▸ GIVEN TASK
Can you write out every line of the rows again, requests included, starting with the first line and going on through the line with "[1000, 598]", and add 138 to each coordinate in the answer points, leaving the requests and their sample points unchanged?

▸ RAW RECORDS
______________________________

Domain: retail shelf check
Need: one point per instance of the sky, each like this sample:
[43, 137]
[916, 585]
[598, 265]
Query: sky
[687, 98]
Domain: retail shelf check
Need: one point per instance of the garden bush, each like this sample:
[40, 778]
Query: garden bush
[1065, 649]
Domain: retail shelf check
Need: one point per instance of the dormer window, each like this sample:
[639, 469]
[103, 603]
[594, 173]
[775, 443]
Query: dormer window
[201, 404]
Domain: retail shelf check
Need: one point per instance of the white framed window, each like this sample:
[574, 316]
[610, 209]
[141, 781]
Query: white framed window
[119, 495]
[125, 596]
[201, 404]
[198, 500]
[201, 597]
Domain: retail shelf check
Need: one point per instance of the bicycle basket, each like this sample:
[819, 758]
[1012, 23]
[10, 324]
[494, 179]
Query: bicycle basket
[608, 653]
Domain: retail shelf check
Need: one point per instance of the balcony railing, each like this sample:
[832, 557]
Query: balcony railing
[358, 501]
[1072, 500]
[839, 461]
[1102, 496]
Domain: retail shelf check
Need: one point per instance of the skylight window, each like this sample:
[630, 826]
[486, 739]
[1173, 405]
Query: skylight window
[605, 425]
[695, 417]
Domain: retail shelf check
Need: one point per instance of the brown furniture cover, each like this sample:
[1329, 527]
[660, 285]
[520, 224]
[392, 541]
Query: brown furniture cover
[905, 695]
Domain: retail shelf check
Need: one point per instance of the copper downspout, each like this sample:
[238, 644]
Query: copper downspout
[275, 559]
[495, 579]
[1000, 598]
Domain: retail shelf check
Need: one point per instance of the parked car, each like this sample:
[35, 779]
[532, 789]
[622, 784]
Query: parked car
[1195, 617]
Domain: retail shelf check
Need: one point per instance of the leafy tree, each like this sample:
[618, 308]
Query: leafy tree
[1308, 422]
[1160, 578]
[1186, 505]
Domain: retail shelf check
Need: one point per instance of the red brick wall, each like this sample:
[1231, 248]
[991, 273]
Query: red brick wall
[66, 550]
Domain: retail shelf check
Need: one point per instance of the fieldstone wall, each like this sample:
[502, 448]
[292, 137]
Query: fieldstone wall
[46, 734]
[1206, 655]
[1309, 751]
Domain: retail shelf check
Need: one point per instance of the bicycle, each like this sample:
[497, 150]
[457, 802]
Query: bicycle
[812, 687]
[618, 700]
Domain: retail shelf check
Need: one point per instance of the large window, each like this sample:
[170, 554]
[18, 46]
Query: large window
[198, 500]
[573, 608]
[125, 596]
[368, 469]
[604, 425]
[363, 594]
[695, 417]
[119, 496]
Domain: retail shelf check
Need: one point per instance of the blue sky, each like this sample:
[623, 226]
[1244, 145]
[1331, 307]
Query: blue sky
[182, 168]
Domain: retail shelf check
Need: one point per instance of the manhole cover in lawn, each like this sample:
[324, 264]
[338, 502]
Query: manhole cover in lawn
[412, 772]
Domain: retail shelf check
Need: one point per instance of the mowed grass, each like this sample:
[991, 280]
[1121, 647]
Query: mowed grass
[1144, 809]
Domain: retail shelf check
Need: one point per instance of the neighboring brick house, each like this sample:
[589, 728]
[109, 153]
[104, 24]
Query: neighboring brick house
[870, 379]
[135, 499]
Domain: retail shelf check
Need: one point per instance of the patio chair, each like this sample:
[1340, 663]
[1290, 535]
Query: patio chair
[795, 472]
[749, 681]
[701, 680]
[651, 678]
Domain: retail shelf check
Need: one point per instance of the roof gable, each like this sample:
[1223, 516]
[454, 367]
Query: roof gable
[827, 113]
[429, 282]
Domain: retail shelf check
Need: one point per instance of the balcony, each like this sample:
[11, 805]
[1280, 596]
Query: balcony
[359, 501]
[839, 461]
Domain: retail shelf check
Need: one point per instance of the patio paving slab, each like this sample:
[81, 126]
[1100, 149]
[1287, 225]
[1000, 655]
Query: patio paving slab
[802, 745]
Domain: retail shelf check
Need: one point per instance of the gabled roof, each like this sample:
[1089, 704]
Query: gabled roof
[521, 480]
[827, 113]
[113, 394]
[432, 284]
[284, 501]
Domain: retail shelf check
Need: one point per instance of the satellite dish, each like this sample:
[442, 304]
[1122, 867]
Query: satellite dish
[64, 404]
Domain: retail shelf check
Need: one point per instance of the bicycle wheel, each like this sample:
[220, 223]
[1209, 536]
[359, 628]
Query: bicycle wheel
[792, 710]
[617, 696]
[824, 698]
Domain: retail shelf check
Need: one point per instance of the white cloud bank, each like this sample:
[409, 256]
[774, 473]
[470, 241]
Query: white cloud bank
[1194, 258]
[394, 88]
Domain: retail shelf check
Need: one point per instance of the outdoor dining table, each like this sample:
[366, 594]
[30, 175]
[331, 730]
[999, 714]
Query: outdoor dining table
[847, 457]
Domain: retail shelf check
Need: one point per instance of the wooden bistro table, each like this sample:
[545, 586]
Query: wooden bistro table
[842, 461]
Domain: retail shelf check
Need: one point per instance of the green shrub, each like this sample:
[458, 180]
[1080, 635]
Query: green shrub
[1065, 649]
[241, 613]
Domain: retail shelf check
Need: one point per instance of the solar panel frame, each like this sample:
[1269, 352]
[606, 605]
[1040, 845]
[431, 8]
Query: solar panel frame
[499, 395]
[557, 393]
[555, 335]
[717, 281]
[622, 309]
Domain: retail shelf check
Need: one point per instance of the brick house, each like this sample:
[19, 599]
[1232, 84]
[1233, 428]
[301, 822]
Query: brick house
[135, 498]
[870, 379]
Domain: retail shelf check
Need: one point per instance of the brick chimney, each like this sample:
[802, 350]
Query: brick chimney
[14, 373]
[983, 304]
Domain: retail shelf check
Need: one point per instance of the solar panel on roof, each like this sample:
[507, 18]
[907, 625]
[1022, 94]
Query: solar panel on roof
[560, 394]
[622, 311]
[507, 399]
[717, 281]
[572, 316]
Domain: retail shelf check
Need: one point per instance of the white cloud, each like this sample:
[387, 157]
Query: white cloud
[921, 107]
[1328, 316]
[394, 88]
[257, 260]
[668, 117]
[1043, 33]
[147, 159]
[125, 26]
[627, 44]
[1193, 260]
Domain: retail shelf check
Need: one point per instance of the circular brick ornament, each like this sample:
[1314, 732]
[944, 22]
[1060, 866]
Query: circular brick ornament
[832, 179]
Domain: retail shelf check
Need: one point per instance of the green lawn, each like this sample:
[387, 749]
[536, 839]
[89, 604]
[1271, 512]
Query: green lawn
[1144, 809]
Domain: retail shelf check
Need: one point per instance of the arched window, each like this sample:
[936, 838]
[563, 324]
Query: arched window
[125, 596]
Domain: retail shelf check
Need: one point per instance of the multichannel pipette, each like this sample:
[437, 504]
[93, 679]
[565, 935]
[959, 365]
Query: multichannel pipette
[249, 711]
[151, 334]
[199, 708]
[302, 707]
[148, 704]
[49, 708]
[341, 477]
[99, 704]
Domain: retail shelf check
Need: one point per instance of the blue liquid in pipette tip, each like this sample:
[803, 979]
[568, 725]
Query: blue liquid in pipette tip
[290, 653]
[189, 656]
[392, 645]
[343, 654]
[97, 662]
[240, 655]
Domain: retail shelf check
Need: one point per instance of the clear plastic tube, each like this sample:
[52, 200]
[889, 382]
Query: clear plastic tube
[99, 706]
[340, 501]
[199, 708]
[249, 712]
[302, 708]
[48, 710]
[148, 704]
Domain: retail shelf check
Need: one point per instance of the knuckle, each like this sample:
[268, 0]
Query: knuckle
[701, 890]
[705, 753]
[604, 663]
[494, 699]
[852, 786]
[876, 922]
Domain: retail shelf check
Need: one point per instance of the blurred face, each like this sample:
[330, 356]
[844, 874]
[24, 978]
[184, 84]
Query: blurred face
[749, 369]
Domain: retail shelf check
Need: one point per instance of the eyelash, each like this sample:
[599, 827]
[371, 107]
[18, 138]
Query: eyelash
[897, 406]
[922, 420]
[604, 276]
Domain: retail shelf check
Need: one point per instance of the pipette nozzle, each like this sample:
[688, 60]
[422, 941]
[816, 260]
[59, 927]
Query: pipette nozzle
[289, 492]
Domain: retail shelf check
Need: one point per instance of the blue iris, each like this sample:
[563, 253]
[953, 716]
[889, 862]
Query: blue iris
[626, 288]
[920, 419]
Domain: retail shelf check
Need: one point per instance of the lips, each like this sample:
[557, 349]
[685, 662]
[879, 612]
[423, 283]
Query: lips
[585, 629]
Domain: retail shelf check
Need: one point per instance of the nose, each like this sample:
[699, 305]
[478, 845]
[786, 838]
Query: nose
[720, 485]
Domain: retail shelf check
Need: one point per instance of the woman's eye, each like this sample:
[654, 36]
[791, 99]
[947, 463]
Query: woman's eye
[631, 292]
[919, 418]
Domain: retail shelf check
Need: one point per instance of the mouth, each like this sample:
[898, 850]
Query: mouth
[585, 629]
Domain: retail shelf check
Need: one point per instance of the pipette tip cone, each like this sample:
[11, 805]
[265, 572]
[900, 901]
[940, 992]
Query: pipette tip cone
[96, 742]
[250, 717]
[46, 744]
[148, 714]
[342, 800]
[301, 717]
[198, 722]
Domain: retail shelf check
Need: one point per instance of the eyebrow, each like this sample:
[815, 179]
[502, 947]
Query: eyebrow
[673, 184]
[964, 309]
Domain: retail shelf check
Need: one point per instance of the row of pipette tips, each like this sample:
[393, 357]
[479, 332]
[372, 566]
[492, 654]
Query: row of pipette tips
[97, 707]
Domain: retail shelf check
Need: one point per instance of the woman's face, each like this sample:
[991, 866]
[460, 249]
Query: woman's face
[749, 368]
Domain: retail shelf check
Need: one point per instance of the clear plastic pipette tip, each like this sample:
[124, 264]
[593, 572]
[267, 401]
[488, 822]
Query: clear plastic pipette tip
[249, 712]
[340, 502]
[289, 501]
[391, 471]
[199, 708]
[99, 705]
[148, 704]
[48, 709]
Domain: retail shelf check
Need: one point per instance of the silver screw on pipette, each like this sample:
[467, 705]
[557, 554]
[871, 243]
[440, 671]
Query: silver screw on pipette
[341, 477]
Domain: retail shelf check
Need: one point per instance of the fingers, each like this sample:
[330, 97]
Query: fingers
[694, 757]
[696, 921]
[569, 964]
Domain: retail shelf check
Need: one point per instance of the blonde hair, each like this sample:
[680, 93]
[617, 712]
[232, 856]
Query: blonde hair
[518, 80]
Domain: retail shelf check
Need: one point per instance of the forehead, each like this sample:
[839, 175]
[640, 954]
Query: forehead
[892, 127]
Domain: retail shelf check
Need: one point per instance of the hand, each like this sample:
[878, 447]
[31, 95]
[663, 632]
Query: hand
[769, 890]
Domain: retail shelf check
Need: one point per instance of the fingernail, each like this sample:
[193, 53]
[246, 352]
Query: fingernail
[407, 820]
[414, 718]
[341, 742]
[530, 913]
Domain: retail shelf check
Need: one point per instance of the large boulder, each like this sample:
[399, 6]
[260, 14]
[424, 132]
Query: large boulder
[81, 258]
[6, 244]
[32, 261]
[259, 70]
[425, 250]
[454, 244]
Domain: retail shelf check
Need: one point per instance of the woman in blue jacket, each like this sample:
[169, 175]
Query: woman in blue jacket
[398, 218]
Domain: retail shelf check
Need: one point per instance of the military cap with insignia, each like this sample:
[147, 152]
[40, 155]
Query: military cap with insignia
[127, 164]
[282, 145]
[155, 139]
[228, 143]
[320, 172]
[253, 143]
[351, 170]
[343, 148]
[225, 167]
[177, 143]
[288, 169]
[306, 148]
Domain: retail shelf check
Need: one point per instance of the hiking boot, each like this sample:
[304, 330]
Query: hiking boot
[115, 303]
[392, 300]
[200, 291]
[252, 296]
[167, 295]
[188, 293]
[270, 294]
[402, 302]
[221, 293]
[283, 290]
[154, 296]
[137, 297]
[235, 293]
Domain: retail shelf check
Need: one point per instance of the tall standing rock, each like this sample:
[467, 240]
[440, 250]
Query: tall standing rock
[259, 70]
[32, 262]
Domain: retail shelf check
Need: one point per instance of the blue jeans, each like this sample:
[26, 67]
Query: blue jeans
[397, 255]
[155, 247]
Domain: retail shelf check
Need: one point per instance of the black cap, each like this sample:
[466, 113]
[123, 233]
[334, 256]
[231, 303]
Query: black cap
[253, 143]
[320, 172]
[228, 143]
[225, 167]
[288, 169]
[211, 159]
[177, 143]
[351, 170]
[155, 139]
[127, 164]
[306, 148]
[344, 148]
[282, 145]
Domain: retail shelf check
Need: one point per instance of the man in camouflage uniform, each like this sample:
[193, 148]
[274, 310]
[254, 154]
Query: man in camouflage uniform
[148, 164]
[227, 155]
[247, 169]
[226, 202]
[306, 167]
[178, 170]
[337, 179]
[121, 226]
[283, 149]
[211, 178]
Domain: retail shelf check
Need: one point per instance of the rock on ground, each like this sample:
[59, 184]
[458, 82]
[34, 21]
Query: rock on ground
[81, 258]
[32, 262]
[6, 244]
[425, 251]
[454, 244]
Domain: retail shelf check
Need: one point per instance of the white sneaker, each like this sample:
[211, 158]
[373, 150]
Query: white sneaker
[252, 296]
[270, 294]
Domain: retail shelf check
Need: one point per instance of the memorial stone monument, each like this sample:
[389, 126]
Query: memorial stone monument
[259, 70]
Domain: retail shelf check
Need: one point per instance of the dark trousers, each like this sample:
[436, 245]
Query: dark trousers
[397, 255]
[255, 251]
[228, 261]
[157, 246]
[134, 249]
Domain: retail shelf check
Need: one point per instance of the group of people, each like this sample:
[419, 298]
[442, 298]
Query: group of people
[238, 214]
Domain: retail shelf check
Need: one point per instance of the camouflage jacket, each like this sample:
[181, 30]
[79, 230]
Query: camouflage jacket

______________________________

▸ CORRECT ANSWER
Domain: retail shelf check
Need: one point per instance of the sky, each like this sample:
[43, 137]
[916, 585]
[598, 265]
Query: sky
[825, 236]
Domain: retail shelf check
Need: one point per instance of the garden bush, each like this sample:
[40, 778]
Query: garden bush
[1203, 787]
Domain: retail shelf check
Need: one point per instance of the dormer window, each like this sample:
[639, 469]
[103, 603]
[594, 173]
[775, 443]
Query: dormer window
[339, 542]
Domain: retail shelf check
Need: one point per instance of the white framed window, each like this sample:
[574, 316]
[610, 209]
[141, 781]
Query: white framed window
[257, 633]
[263, 734]
[339, 542]
[336, 638]
[339, 735]
Domain: retail shelf check
Need: one point per instance of the bicycle basket, each like this sample:
[819, 758]
[1012, 23]
[10, 324]
[494, 179]
Query: bicycle basket
[746, 791]
Domain: retail shelf check
Need: one point per instance of the balcony railing, each like this sample:
[832, 557]
Query: balcony railing
[496, 639]
[1210, 638]
[977, 599]
[1240, 634]
Domain: retail shelf check
Need: one point per instance of the skylight window, each like this sample:
[630, 826]
[486, 739]
[1173, 405]
Query: skylight window
[743, 563]
[833, 555]
Domain: retail shelf check
Need: one point per instance of the brown furniture cover, each like this sample:
[1329, 527]
[660, 285]
[520, 224]
[392, 541]
Query: brown furniture cover
[1043, 833]
Domain: retail shelf check
Need: one point per instance of the copper downspout, each like this sample:
[238, 644]
Query: copper downspout
[413, 697]
[633, 717]
[1138, 736]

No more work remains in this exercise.